### Exercise data

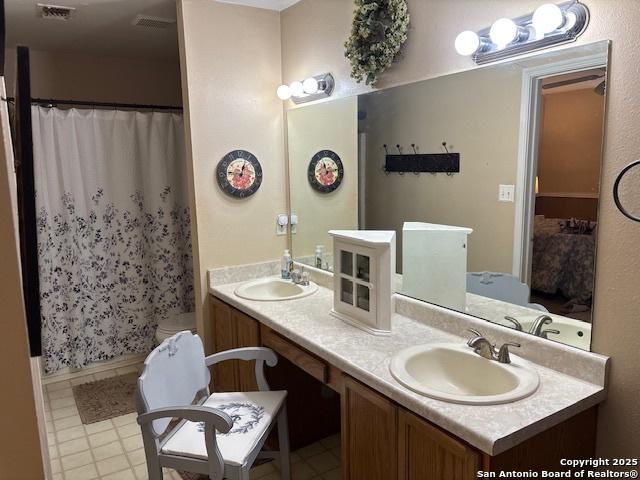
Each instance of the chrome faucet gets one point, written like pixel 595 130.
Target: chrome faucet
pixel 539 324
pixel 486 349
pixel 516 324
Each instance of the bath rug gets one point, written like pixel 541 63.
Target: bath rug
pixel 106 398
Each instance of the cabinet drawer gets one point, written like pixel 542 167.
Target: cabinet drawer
pixel 296 355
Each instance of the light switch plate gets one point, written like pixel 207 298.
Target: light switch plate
pixel 282 221
pixel 506 193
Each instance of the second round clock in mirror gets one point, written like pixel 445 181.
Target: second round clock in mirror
pixel 510 234
pixel 325 171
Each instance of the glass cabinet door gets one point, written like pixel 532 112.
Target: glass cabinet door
pixel 355 279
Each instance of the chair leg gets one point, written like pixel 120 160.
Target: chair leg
pixel 154 470
pixel 283 443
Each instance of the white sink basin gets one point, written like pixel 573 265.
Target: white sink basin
pixel 455 373
pixel 274 289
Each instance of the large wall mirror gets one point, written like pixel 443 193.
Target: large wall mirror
pixel 490 178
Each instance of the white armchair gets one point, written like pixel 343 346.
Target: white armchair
pixel 219 434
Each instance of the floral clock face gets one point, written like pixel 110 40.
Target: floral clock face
pixel 325 171
pixel 239 174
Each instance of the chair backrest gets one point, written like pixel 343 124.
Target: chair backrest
pixel 173 373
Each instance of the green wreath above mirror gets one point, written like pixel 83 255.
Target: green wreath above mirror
pixel 378 32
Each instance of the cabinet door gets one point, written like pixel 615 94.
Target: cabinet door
pixel 225 374
pixel 427 453
pixel 369 434
pixel 248 335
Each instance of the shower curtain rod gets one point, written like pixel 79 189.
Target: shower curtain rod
pixel 53 101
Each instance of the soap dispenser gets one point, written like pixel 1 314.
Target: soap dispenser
pixel 285 265
pixel 318 256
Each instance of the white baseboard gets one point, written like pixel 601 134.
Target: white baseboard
pixel 69 373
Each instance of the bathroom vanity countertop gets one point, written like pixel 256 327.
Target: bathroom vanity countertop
pixel 492 429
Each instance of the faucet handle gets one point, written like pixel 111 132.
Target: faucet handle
pixel 476 333
pixel 503 353
pixel 544 333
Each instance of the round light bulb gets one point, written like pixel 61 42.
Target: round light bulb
pixel 547 18
pixel 467 43
pixel 310 86
pixel 283 92
pixel 503 32
pixel 297 90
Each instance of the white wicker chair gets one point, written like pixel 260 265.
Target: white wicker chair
pixel 219 434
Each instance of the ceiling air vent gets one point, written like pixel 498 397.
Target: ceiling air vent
pixel 55 12
pixel 152 22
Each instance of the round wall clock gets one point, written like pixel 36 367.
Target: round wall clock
pixel 239 174
pixel 325 171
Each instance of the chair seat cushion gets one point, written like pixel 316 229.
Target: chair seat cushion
pixel 252 414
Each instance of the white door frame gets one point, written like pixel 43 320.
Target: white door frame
pixel 530 113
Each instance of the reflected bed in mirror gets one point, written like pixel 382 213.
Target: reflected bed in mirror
pixel 489 177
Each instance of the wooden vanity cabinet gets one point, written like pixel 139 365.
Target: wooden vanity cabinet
pixel 426 452
pixel 233 329
pixel 380 439
pixel 369 434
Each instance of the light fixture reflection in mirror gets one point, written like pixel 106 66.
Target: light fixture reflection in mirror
pixel 503 32
pixel 547 18
pixel 312 88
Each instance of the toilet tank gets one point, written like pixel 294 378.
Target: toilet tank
pixel 434 263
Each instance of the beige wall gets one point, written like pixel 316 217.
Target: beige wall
pixel 65 76
pixel 571 142
pixel 452 109
pixel 313 33
pixel 332 126
pixel 230 59
pixel 19 443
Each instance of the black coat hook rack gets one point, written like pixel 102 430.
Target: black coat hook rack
pixel 417 163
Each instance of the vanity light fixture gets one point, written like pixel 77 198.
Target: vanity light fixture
pixel 549 25
pixel 312 88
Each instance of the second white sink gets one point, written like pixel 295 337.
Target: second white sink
pixel 455 373
pixel 274 289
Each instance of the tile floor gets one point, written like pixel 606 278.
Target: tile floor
pixel 112 449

######

- What the exercise asks
In the data above, find the line that contains "Target: white baseboard" and the line that contains "Each instance of the faucet". Repeat exactly those lines and every line between them, and only those.

- Written answer
Target: white baseboard
pixel 69 373
Each instance of the bathroom vanity countertop gets one point, written like pixel 256 327.
Target: bathroom vanity countertop
pixel 492 429
Each instance of the faucet handle gets one point, written like pixel 111 132.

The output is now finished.